### Extrait à lire
-=-=-

Yves Leers est journaliste, spécialiste du changement climatique et du développement durable.
Il a longtemps travaillé à l’AFP dont il a dirigé la rubrique Environnement ainsi qu’à l’ADEME. Consultant sur les questions d’environnement, d’énergie et de climat, il a publié en 2015, avec Valéry Laramée de Tannenberg, Menace sur le vin, les dés du changement climatique (Buchet/Chastel).
Jean-Luc Fessard est journaliste spécialisé dans les questions d’environnement.
Il est l’initiateur et l’animateur de l’association « Bon pour le climat », dans laquelle des restaurateurs, des hôteliers, des traiteurs et des consommateurs s’engagent ensemble pour promouvoir une alimentation bas carbone.
En savoir + : livre en ligne
Revue de presse :
- A Vinexpo, des vignerons prônent l’unité contre le réchauffement climatique 19/06/2017 (AFP)
Tailler la vigne, encourager la biodiversité, développer les cépages résistants … des vignerons, réunis à Vinexpo Bordeaux, font assaut d’imagination pour sauver leur vin et appellent à une mobilisation générale du monde viticole pour faire face aux inondations, à la sécheresse et autres catastrophes liées au réchauffement climatique.
« Que pouvons-nous faire? Nous pourrions créer un groupe au niveau mondial regroupant les domaines viticoles afin d’agir sur la réduction des gaz à effet de serre (…) et mener un changement qui serait suivi par d’autres entreprises. Nous avons besoin de grands changements », a annoncé Miguel Torres, président de Bodegas Torres en Espagne.

-=-=-

### Données fournies
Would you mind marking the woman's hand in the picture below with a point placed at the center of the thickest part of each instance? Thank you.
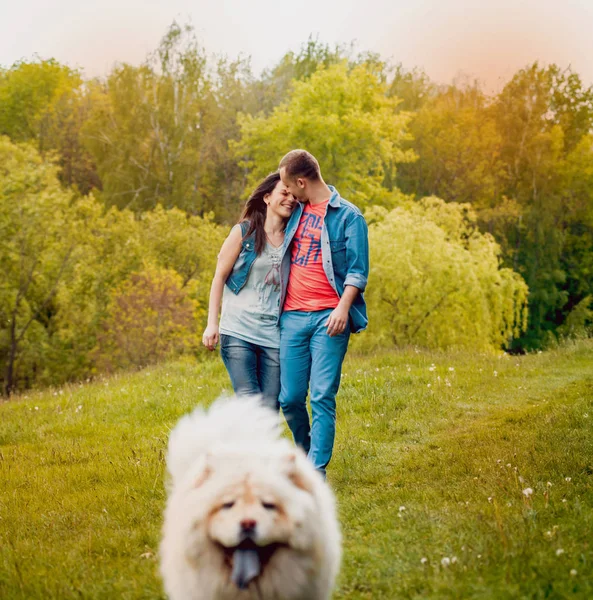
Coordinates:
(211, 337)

-=-=-

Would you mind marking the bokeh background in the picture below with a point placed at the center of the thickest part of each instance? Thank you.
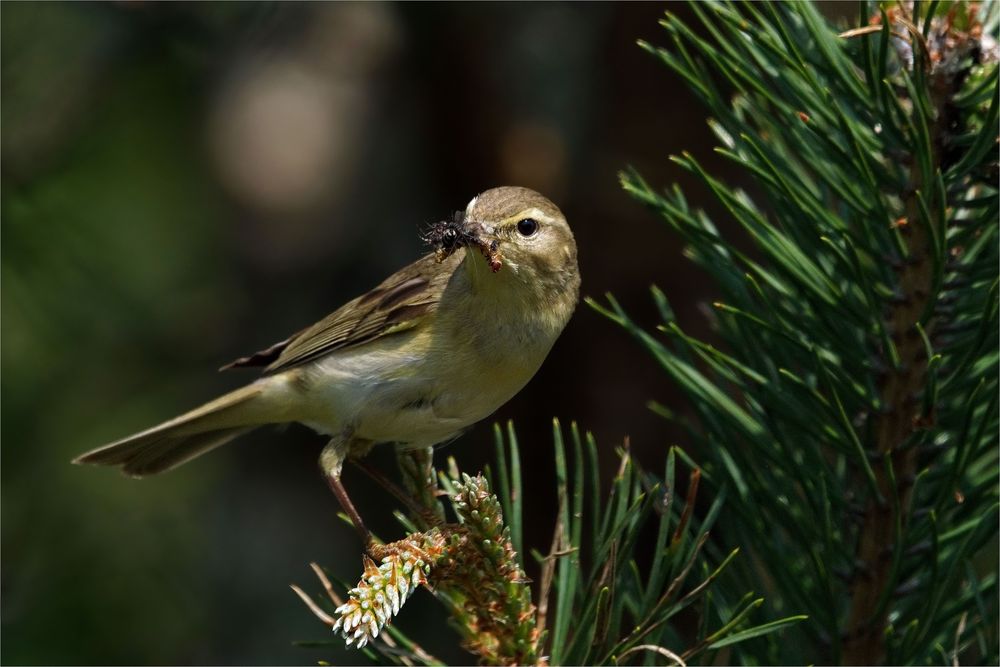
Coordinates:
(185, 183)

-=-=-

### Consignes
1. Citez l'extrait entre « Yves Leers est » et « changement climatique (Buchet/Chastel). », ces deux passages compris.
2. Résumez en deux phrases l'extrait sur les journalistes et le vin face au climat.
3. Poursuivez l'extrait sur les vignerons face au réchauffement climatique à partir de sa dernière phrase.

### Réponses par tâche
1.
Yves Leers est journaliste, spécialiste du changement climatique et du développement durable.
Il a longtemps travaillé à l’AFP dont il a dirigé la rubrique Environnement ainsi qu’à l’ADEME. Consultant sur les questions d’environnement, d’énergie et de climat, il a publié en 2015, avec Valéry Laramée de Tannenberg, Menace sur le vin, les dés du changement climatique (Buchet/Chastel).

2. Yves Leers et Jean-Luc Fessard sont des journalistes spécialistes de l'environnement : le premier a dirigé la rubrique Environnement de l'AFP et cosigné Menace sur le vin, le second anime l'association « Bon pour le climat ». Selon la revue de presse, des vignerons réunis à Vinexpo Bordeaux ont appelé à une mobilisation générale du monde viticole face aux catastrophes liées au réchauffement climatique.

3.
Pour répondre à l’accord de Paris qui prévoit de réduire les émissions de gaz à effet de serre, des viticulteurs ont montré qu’ils pouvaient agir individuellement et ont appelé à s’unir pour, notamment, faire pression sur les décideurs, telle est la conclusion de la conférence au salon mondial des vins et spiritueux Vinexpo, intitulée « le secteur du vin face aux défis et enjeux du changement climatique ».
La profession possède un argument de poids, note John Holdren, président de la Faculté sciences de l’environnement à l’Université américaine d’Harvard: « Presque tout le monde comprend quelque chose au vin et beaucoup en boivent. De nombreux dirigeants influents dégustent des grands crus. Si nous pouvons leur faire comprendre que leurs grands vins sont en danger, nous aurons une forte influence dans cette discussion! », sourit-il.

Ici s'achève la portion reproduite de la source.